= SOURCE INFORMATION =
•••

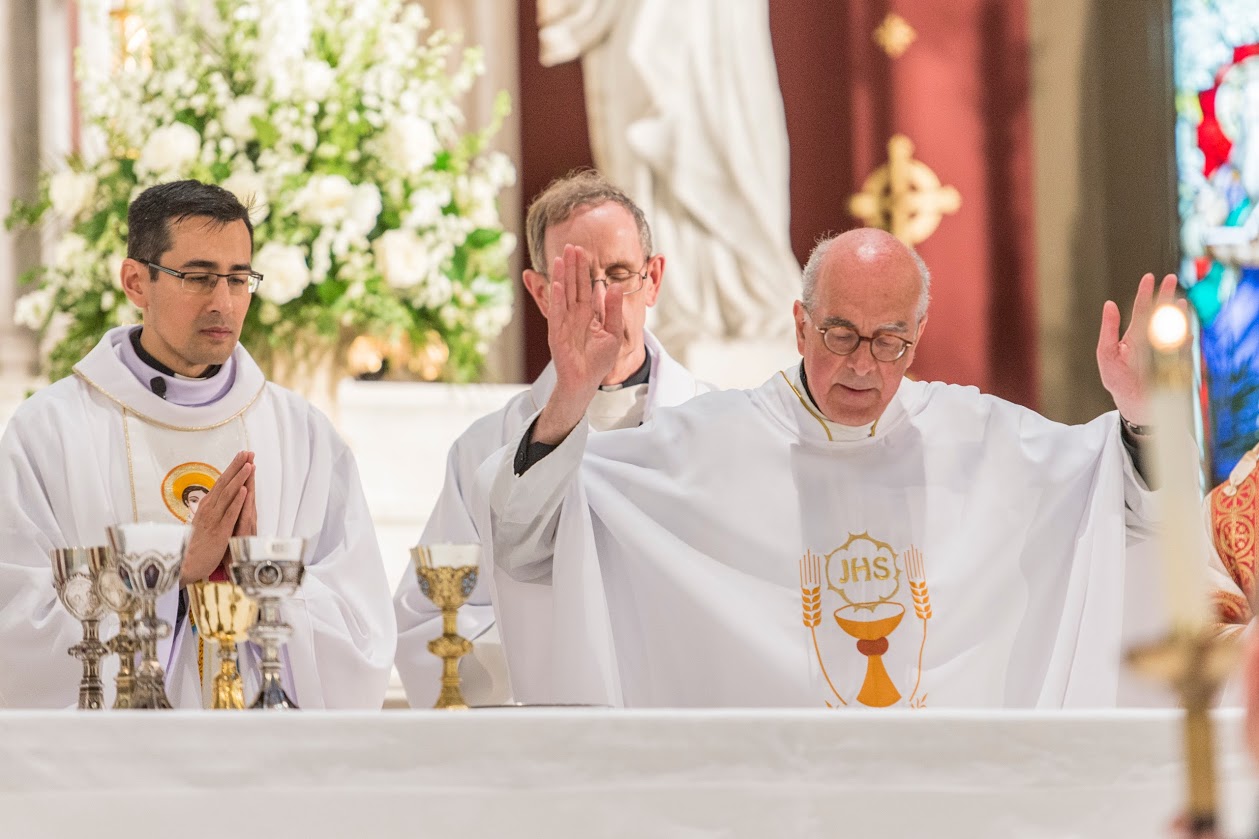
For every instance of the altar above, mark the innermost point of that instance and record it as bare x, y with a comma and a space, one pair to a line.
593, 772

•••

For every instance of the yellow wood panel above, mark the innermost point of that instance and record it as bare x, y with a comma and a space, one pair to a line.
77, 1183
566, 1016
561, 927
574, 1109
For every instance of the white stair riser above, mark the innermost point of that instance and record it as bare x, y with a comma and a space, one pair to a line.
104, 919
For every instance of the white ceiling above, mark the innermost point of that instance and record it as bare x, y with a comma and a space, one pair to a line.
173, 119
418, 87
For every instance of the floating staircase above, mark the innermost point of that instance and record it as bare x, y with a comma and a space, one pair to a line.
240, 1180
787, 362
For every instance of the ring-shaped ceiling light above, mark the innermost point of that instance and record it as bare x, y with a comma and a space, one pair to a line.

•••

= EXERCISE DETAILS =
Please give an exact copy of the lines above, beginning with the line containing "For every instance of the floating" and running through the line containing "For every instance of the ring-shaped", and of no other lines.

= TASK RESULT =
For every instance of the floating staircase above, mark the innermost point of that instance and record it as bare x, y with a comma and a space, one pair to a line.
240, 1180
787, 362
For every instance of the ring-shaped ceiling light above, mark the innermost point of that instance and record it as bare x, y with a comma and a space, one pair to a line.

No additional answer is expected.